## Recorded data
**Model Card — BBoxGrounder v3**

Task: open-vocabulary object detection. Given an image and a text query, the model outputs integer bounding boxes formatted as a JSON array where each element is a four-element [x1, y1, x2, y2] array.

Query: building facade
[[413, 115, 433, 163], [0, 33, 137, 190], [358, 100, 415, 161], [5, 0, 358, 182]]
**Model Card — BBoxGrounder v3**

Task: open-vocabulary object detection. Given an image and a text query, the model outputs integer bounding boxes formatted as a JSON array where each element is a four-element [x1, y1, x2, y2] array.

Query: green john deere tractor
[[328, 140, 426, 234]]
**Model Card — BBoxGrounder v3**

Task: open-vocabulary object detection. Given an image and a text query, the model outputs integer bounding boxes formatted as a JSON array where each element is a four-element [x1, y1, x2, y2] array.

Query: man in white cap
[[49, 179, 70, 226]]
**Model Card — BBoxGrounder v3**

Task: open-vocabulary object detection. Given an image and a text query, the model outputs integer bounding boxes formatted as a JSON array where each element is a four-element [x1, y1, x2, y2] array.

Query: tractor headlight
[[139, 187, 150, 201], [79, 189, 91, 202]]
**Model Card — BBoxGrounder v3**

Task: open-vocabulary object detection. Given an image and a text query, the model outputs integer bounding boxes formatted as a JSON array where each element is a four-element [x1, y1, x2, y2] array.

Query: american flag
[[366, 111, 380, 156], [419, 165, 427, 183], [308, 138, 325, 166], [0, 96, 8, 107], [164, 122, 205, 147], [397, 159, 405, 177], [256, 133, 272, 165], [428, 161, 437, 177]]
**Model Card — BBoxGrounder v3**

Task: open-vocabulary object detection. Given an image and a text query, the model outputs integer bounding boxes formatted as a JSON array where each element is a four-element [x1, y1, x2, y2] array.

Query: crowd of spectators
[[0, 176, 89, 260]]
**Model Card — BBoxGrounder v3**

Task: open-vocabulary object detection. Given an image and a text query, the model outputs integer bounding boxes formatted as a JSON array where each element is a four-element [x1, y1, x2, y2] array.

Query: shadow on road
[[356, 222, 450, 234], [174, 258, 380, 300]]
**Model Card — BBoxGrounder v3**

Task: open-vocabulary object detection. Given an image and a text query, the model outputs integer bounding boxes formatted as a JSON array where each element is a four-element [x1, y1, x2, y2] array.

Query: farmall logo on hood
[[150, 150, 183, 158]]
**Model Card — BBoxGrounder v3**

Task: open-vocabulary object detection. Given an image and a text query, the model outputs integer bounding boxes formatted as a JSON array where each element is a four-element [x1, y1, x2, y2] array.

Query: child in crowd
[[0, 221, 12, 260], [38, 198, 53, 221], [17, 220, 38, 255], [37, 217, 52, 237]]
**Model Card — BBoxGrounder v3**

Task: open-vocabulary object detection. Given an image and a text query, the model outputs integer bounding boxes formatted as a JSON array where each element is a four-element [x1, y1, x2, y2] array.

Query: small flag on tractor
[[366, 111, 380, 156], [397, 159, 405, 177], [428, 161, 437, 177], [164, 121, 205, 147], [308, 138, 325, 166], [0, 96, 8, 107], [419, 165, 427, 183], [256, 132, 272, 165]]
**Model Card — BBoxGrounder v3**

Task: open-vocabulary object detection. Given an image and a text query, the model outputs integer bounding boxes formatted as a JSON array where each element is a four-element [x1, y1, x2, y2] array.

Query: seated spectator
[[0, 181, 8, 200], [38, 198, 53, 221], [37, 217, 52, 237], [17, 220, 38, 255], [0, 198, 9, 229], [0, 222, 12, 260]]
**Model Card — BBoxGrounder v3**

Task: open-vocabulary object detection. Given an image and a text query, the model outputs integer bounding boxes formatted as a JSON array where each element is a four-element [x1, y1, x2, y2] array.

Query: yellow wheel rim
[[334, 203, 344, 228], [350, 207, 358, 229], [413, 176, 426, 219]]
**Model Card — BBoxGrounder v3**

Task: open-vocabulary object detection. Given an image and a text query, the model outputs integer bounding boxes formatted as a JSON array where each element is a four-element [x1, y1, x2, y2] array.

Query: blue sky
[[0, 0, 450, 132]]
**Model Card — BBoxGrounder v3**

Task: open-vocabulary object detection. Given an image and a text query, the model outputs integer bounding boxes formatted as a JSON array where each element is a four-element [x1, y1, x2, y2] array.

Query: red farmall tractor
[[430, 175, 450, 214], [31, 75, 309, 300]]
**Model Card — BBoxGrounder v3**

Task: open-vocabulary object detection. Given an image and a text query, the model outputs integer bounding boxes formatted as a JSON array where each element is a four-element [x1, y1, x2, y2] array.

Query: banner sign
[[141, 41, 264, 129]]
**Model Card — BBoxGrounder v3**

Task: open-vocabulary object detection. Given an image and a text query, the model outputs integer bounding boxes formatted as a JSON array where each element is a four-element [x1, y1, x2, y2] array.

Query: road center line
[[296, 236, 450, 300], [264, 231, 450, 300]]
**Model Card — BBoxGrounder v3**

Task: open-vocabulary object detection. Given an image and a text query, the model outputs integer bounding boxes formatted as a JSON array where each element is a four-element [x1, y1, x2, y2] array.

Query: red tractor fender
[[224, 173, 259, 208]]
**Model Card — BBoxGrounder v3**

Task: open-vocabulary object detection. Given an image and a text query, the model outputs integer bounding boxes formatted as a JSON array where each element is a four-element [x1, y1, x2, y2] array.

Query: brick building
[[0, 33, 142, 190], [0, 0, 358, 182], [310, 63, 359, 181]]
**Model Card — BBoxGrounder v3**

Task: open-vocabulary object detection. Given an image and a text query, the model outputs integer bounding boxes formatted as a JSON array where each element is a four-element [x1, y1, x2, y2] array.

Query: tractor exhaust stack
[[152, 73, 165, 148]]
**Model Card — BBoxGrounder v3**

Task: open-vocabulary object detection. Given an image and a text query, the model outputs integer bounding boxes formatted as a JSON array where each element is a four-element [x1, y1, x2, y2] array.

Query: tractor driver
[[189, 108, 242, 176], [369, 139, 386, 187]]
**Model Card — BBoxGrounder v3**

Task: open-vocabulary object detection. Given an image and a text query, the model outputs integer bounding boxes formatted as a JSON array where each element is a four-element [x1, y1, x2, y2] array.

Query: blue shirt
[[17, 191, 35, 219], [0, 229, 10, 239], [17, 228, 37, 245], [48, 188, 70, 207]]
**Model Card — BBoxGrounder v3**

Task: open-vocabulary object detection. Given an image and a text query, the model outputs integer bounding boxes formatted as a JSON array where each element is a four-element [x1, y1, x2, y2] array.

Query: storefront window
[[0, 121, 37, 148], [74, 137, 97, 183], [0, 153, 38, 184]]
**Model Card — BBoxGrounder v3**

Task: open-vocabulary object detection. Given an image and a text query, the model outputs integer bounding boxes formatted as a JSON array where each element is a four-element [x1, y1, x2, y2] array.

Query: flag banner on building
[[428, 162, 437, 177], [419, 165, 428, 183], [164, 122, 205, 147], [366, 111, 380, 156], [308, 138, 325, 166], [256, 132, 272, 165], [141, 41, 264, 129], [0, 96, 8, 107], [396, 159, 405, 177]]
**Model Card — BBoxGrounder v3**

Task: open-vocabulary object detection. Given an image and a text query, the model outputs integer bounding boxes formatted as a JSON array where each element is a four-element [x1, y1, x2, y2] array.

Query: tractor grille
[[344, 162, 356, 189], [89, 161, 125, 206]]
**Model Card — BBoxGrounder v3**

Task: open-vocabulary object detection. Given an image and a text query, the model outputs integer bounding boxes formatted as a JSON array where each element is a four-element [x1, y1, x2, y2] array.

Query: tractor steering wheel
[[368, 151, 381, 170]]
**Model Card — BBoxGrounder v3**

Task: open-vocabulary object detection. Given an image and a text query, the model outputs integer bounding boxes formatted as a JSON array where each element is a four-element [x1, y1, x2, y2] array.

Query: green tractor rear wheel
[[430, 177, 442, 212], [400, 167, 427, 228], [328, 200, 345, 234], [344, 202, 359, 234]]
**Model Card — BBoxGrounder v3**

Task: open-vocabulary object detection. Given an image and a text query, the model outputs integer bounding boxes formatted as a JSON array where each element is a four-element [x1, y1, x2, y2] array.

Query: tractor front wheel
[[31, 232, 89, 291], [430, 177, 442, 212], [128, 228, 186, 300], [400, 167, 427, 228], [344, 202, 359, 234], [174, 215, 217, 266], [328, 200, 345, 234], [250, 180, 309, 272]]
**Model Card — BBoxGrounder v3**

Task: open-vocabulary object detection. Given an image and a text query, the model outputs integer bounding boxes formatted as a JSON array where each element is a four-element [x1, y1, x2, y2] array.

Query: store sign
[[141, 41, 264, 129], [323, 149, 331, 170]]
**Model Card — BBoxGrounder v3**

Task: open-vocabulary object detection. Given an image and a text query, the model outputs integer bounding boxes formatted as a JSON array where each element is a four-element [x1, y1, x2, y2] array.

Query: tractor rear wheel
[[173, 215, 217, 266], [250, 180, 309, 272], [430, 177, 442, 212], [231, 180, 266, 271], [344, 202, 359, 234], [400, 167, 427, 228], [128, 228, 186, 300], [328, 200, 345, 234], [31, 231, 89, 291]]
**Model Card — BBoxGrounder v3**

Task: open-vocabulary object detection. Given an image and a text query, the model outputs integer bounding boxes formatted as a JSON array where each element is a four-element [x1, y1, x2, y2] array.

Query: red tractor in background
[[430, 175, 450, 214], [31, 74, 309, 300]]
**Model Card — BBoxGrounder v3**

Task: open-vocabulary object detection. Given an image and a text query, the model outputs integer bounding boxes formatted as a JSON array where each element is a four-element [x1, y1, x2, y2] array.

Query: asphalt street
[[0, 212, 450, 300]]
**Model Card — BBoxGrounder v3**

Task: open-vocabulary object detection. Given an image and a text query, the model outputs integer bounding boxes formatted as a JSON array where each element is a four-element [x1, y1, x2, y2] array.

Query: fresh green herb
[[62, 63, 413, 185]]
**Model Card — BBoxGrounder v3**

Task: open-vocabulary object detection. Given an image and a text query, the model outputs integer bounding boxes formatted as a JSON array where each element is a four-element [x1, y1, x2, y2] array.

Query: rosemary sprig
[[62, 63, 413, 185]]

## Request
Put the lines running from the start of the records above through the line that contains "Query: building facade", inclusive, into a numbered list, leaving out any blank lines.

## Exercise answer
1. **Model Card — BBoxGrounder v3**
2. Task: open-vocabulary object detection. Given an image and a text query, the model outputs integer bounding boxes formatted as a JSON array where each element is a four-element [x1, y1, x2, y2] array.
3. Query: building facade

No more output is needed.